WRITTEN TASK 1: Write out, word for word, the part of the entries below that runs from the line containing "Note: mark the goat's body" down to the last line of the entries, including both of those lines.

Findings and Conclusions:
It is necessary to examine the facts giving rise to this complaint in light of the relevant statutory provisions. Section 1 of the Payment of Wages Act 1991 defines ‘wages’ as including: “…any sums payable to the employee by the employer in connection with his employment, including- (a) any fee, bonus or commission, or any holiday, sick or maternity pay, or any other emolument, referable to his employment, whether payable under his contract of employment or otherwise,…” Section 5(1) provides: “An employer shall not make a deduction from the wages of an employee (or receive any payment from an employee) unless- (a) the deduction (or payment) is required or authorised to be made by virtue of any statute or any instrument made under statute, (b) the deduction (or payment) is required or authorised to be made by virtue of a term of the employee's contract of employment included in the contract before, and in force at the time of, the deduction or payment, or (c) in the case of a deduction, the employee has given his prior consent in writing to it.” Section 6 of the Act provides for the referral of complaints arising from a contravention of Section 5 to the WRC. Section 41(6) of the Workplace Relations Act 2015 provides for a period of six months (extendable to 12 months if reasonable cause) from the date of contravention until the date of referral.
Applying the aforesaid statutory provisions to the facts adduced, I must firstly be satisfied that ‘wages’ became payable under the Complainant’s contract of employment and if finding in favour of the Complainant on that point, consider his application for an extension of time for the purposes of calculating same. It is well-established that a unilateral change in an employment contract can potentially give rise to an underpayment of wages under the Payment of Wages Act 1991. However, having weighed up the Parties’ evidence on the balance of probabilities, I prefer the Respondent’s position as: (1) I find that there was no evidence of a unilateral increase in the Complainant’s working time and in particular, his handwritten note provided to the Principal containing his working time prior to September 2016 tallied with the hours he was required to work thereafter; (2) I found his evidence to be inconsistent in relation to the alleged increase in working time e.g. different periods of time were cited in his complaint form, written submission and in evidence and (3), if there had been a unilateral change in his working time, I would have expected the Complainant to have raised it with the Board of Management when it arose or at least in his first complaint to the WRC which referred to a different issue. Whilst there may well have been changes to his duties arising from changes within the School in or around 2016, nothing was proffered to suggest that they were outside the remit of his role as a Caretaker or in breach of contract. Having satisfied myself that there was no unilateral change in working time or duties that could give rise to a deficit in his wages, it is unnecessary to consider his application for an extension of time for the purposes of calculating same.
Decision:
Section 41(4) of the Workplace Relations Act 2015 requires that I make a decision in relation to this complaint in accordance with the relevant statutory provisions under Schedule 6. Based upon the aforesaid reasoning, I do not consider this complaint to be well-founded and accordingly dismiss same.
Outstanding Annual Leave under the OWT Act 1997 – CA-00021041-002
Summary of the Complainant’s Case:
The Complainant also claimed that the Respondent had failed to pay him in lieu of a week’s annual leave as at the date of his retirement on 29th June 2018, contrary to Section 19 of the Organisation of Working Time Act 1997. He accepted that in the absence of his agreement to the written contract containing a more generous annual leave provision, he was statutorily entitled to 20 days annual leave per annum.

RECORD EXCERPTS:
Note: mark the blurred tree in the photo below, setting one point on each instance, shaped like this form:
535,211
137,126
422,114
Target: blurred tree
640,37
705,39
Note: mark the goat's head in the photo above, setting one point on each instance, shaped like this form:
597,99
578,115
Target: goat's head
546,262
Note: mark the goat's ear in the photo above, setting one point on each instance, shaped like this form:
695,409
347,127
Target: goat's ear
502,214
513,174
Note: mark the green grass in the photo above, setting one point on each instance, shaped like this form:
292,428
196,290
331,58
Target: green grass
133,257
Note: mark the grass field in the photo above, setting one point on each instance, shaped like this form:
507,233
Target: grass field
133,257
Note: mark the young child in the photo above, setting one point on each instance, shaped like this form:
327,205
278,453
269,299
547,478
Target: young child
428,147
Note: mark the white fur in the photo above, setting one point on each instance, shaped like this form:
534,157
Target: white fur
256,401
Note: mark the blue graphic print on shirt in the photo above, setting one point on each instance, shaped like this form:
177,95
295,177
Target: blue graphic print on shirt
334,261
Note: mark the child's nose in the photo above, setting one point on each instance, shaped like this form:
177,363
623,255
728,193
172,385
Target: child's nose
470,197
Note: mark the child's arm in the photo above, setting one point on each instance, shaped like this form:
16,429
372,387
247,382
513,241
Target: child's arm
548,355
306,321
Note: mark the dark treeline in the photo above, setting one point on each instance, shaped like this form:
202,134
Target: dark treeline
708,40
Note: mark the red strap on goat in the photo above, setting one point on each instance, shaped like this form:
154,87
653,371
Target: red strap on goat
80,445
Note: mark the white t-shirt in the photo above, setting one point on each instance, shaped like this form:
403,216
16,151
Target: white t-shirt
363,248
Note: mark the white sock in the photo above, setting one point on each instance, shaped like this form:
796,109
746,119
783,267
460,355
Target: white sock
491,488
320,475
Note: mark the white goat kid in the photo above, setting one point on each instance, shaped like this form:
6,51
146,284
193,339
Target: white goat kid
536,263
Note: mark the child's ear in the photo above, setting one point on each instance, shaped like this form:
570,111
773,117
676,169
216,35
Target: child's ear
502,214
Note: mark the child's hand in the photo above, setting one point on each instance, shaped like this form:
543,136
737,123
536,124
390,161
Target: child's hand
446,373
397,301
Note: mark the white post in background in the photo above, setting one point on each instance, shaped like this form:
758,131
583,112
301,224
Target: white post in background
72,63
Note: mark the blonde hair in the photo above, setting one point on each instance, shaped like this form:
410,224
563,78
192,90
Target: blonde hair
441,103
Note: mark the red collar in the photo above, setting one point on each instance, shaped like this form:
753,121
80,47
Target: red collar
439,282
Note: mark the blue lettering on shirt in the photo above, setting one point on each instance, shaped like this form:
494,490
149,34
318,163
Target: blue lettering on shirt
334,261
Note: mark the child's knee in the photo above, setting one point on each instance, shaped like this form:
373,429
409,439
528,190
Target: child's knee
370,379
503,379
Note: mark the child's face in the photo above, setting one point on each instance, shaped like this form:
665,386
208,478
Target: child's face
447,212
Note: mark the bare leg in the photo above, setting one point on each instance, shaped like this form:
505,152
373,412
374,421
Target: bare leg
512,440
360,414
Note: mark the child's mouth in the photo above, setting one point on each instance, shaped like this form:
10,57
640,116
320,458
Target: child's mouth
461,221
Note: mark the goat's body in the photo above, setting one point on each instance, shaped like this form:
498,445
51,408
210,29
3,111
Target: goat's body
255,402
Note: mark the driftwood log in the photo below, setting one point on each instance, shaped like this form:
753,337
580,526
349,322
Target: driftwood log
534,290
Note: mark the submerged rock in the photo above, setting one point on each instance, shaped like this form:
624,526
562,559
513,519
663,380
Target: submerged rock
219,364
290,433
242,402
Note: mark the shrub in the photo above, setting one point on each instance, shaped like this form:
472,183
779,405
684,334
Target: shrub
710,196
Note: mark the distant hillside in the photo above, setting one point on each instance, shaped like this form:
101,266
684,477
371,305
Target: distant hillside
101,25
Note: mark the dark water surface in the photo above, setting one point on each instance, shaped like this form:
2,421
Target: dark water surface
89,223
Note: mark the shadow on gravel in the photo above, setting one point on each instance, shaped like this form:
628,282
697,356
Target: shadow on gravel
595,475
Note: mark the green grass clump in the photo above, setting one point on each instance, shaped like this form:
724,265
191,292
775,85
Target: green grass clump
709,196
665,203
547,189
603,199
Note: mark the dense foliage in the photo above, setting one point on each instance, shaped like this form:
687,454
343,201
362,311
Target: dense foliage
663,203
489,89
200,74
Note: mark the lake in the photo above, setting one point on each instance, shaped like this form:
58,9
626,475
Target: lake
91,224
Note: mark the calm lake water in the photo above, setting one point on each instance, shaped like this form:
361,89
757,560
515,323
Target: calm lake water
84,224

WRITTEN TASK 2: Reproduce the workplace wages decision above word for word, everything from "Outstanding Annual Leave" down to "leave per annum.".

FULL OUTPUT 1:
Note: mark the goat's body in the photo above, setting one point on each instance, shaped like this form:
498,445
51,408
210,29
3,111
Target: goat's body
255,402
Note: mark the driftwood log in the photo below, setting one point on each instance, shaped like this form:
753,337
580,526
349,322
Target: driftwood log
534,290
Note: mark the submerged rock in the photo above, setting one point on each instance, shaped like this form:
624,526
562,559
513,519
663,380
Target: submerged rock
219,364
290,433
242,402
Note: mark the shrub in the photo above, setting one point on each instance, shaped like this form:
472,183
779,405
684,334
Target: shrub
710,196
Note: mark the distant hillside in the photo above, setting one point on each instance, shaped like this form:
101,266
684,477
371,305
Target: distant hillside
101,25
Note: mark the dark water surface in the photo above, setting one point on each instance, shaped like this form:
2,421
Target: dark water surface
89,223
Note: mark the shadow on gravel in the photo above, setting one point on each instance, shaped like this form:
628,282
697,356
Target: shadow on gravel
595,475
Note: mark the green grass clump in the photo above, setting one point on each instance, shaped like this form:
724,265
191,292
775,85
Target: green grass clump
709,196
665,203
547,189
603,199
Note: mark the dense foliage in the photo above, setting one point on each instance, shaped like this form:
687,454
343,201
362,311
Target: dense foliage
663,203
489,89
200,74
Note: mark the lake in the photo above, setting one point on each instance, shaped like this form:
58,9
626,475
Target: lake
91,224
Note: mark the calm lake water in the photo above, setting one point on each instance, shaped like this form:
361,89
757,560
515,323
Target: calm lake water
84,224

FULL OUTPUT 2:
Outstanding Annual Leave under the OWT Act 1997 – CA-00021041-002
Summary of the Complainant’s Case:
The Complainant also claimed that the Respondent had failed to pay him in lieu of a week’s annual leave as at the date of his retirement on 29th June 2018, contrary to Section 19 of the Organisation of Working Time Act 1997. He accepted that in the absence of his agreement to the written contract containing a more generous annual leave provision, he was statutorily entitled to 20 days annual leave per annum.